───── Text passage

A description of the various AIS programs is given below, with emphasis on new features added since 2006.
Session Planner Program (or Target List
Editor)
This is a new program section which was added since 2006.
The Reference List tab allows access to user defined reference lists and
previous session target lists to use/reuse imaging plans for specific objects or
add new ones/edit existing ones. Lists can be saved by same name or saved
as a new list. Individual Targets or All Targets can be moved to the
Observing Plan.
The Observing Plan tab allows use to build up a list of targets for observation/imaging along with their imaging details. Targets can either be moved into the plan from reference list tab or added as a new item. Rows can be added, duplicated , edited, deleted, moved up, moved down, sent to top of list, sent to bottom of list. The plan can be either saved or sent to Live List in the Observatory Program.
Observatory Program
The observatory program is used to run the observatory and execute an automated target acquisition and imaging job queue.
The Observatory Tab provides a visualisation of the observatory and its equipment along with a series of Connect/Disconnect buttons. Traffic lights and text show the status of various items of equipment such as the telescope, CCD camera, focuser and laptop.
The software has been written to allow the future control and visualisation of an observatory dome. Control is via an Arduino board & dome controller.
The Session Tab sets up a new Session.
The Scope Tab deals with alignment of the scope , with tools to aid polar alignment, T Point mapping , and other things.
The Camera Tab deals with adjustments of the focuser to provide optimal focus for the CCD images (including taking a focus profile and setting best focus position) and the acquisition of Dark, Bias and Flat Frames.

──────────

- **The tasks**
A: Transcribe the part of the AIS program descriptions starting with "The software has" and going on through "and Flat Frames.".
B: According to the AIS program descriptions, what board is used to control an observatory dome?
C: Take the description of the AIS programs further, beginning after its final sentence about the Camera Tab.

───── Data section

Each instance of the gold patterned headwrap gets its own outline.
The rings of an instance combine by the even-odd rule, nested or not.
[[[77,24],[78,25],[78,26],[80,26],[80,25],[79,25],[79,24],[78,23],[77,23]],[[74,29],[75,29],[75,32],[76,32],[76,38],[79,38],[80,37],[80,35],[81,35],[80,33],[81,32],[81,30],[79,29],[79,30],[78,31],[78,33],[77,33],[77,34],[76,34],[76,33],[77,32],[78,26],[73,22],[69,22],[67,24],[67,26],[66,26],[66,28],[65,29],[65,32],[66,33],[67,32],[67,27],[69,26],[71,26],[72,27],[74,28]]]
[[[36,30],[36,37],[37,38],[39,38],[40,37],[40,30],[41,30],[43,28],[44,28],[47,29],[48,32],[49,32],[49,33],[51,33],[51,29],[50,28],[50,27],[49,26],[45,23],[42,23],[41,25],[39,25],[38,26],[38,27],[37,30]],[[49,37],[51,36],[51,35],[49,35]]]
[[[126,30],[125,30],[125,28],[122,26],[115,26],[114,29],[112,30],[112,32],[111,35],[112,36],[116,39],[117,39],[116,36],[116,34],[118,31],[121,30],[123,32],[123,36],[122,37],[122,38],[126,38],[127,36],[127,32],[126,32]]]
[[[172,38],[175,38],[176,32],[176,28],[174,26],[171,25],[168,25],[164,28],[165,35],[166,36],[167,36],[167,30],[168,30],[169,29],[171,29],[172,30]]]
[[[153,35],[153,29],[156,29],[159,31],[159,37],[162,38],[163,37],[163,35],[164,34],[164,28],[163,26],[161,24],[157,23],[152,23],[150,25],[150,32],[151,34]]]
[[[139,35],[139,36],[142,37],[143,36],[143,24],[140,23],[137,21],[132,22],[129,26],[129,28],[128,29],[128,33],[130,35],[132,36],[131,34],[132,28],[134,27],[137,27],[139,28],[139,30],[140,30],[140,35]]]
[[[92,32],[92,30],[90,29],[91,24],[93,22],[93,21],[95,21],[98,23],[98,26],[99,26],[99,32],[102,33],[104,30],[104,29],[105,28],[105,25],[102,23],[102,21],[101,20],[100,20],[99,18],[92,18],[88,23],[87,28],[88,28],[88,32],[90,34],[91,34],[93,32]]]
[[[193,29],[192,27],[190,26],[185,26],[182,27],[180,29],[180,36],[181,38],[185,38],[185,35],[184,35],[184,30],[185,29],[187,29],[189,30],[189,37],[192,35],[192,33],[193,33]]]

──────────

- **Task-by-task outputs**
A:
The software has been written to allow the future control and visualisation of an observatory dome. Control is via an Arduino board & dome controller.
The Session Tab sets up a new Session.
The Scope Tab deals with alignment of the scope , with tools to aid polar alignment, T Point mapping , and other things.
The Camera Tab deals with adjustments of the focuser to provide optimal focus for the CCD images (including taking a focus profile and setting best focus position) and the acquisition of Dark, Bias and Flat Frames.

B: An Arduino board, together with a dome controller.

C:
The Observing Tab deals with acquisition of image and images set under direct control of the user. It is also used to build Mosaic Imaging Plan and either execute it or sent it to job queue for later imaging.
The Job Queue Tab shows the current target/imaging plan and has many of the functions of Observing Plan tab in Session Planner. Targets can either be moved into the plan from the Session Planner or added as new items. Rows can be added, duplicated , edited, deleted, moved up, moved down, sent to top of list, sent to bottom of list. Control Buttons allow the Job Queue to be started, pause or stopped.
The Controller Tab has functions and options to adjust the run-time behaviour of an active Job, such as initiating or stopping guiding, or the building of a real-time light series.
The Sky Tab shows the quality of the images being taken. using traffic light coloured bars for Sky Transparency, Sky Brightness, FWHM, and either Star Elongation or Telescope temperature. This can be useful for showing when sky quality is degrading (from cloud in the sky, or from dew on the telescope), for spotting when scope needs refocussing or when seeing is deteriorating/improving or how wind shake is affecting the scope.
Image Reduction Program
This is a new program section which has been added since 2006 and is used to facilitate the reduction of raw images (by applying appropriate dark and flat frames)
The Session Tab selects the Session to be reduced.
The Reduction Workflow Tab provides a series of controls to facilitate my workflow for rapid handling and reduction of files from an observing session. Other buttons allow rapid access to specific folders or specific items of software.
The Reduction Tab provides a means to reduce a series of folders containing raw images of the same binning, exposure & filter. The 'Employ Masters'/'Employ Next' buttons will copy in the raw images into a processing folder, automatically finds and copies the associated Master Dark and Master Flat frames to Master Reduction Frames and then call CCDSoft Image Reduction/Reduce Folder button to perform the actual Reduction. These facility greater reduces the time and effort involved in reducing raw images, cutting down greatly the number of keyboard inputs and mouse actions.
The Sky Tab shows the quality of the C filter images that have been taken, using traffic light coloured bars for Sky Transparency, Sky Brightness, FWHM, and either Star Elongation. (This is the same tab that is used by the Observatory program for real-time image quality monitoring).
Image Analysis Program
This program section faciliates processing and analysis of reduced image sets and images files.
The Session Tab selects the Session to be analysed.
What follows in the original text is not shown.